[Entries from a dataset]
+ + + +
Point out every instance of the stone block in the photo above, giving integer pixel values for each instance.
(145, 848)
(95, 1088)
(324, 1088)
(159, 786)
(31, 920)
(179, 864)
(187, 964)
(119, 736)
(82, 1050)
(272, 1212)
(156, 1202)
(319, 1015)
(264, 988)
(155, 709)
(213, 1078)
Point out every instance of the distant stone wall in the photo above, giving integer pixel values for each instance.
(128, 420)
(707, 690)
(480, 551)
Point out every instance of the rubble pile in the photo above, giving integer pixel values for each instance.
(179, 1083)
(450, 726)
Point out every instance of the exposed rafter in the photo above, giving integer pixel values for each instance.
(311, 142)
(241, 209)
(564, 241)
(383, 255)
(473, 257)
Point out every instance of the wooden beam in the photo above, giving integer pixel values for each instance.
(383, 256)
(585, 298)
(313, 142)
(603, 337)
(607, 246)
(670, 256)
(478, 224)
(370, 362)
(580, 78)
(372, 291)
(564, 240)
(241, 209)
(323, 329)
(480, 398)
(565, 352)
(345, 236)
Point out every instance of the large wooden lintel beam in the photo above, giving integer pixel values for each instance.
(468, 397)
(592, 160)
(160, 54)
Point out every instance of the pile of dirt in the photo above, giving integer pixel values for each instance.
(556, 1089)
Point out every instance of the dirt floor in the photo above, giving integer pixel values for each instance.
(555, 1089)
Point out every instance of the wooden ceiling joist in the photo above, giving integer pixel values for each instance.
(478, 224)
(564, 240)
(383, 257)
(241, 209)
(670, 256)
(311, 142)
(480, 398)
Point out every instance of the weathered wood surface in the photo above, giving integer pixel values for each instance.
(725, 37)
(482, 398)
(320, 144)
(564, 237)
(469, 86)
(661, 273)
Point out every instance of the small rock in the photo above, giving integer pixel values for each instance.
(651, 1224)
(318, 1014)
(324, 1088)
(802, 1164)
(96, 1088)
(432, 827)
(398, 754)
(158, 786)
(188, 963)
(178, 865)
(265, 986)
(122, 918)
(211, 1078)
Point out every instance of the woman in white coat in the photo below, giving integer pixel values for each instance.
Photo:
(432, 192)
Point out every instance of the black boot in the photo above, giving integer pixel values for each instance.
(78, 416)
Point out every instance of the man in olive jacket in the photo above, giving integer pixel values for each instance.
+ + + +
[WORK TO BE COMPLETED]:
Update each of the items by replacing "integer pixel values" with "whole-number pixel coordinates", and leave every other word unchanged.

[ANSWER TO THIS EXERCISE]:
Point out every instance of the stone block in the photo above, giving whole-number pixel coordinates for each instance.
(145, 848)
(95, 1088)
(324, 1088)
(159, 786)
(31, 920)
(179, 864)
(187, 964)
(119, 736)
(82, 1050)
(272, 1212)
(156, 1202)
(319, 1015)
(264, 988)
(155, 709)
(213, 1078)
Point out every instance of the distant stone wall in the photo above, giving whole-number pixel coordinates for each instance.
(128, 420)
(707, 690)
(480, 551)
Point out every instance of the rubble pile in the photo above, giving whole-number pixel coordinates for each instance.
(179, 1083)
(450, 726)
Point out every instance of the exposed rafter in the photo above, giving whole-number pixel coordinates for each instance.
(311, 142)
(241, 209)
(564, 241)
(383, 255)
(473, 257)
Point out every instance of the wooden beam in the photo above, giving whole-number pixel coordinates for each instance.
(383, 256)
(585, 298)
(313, 142)
(603, 337)
(607, 246)
(670, 256)
(478, 224)
(370, 362)
(580, 78)
(372, 291)
(564, 240)
(241, 209)
(323, 329)
(480, 398)
(565, 352)
(345, 236)
Point out every instance of the large wooden lintel beam in the photo above, giving whole-number pixel coordinates for each instance.
(468, 397)
(592, 160)
(160, 54)
Point out every instance of the pile of dirt in the photo above, giving whole-number pixel coordinates for each instance.
(556, 1089)
Point out every instance of the dirt floor in the photo above, giving whole-number pixel coordinates for each instance.
(555, 1089)
Point out every instance of the wooden ceiling joist in the photo above, giving whole-number pixel coordinates for each instance.
(478, 224)
(564, 240)
(383, 257)
(241, 209)
(670, 256)
(311, 142)
(480, 398)
Point out every instance of the weathered wood surface in the photo above, giving whole-number pixel coordinates for each instance.
(725, 37)
(482, 398)
(320, 144)
(564, 237)
(469, 86)
(661, 273)
Point out every instance of the small rock in the photo above, giving whole-number pixel coordinates for each instance.
(651, 1224)
(318, 1014)
(324, 1088)
(802, 1164)
(96, 1088)
(432, 827)
(398, 754)
(158, 786)
(188, 963)
(178, 865)
(265, 986)
(122, 918)
(211, 1078)
Point out every instance of the woman in white coat in the photo below, giving whole-number pixel coordinates for each instance.
Photo:
(432, 192)
Point out every instance of the black boot in the photo above, giving whole-number pixel coordinates for each instance.
(78, 416)
Point out every instance of the man in olive jacket in the photo above, giving whole-number pixel coordinates for each instance.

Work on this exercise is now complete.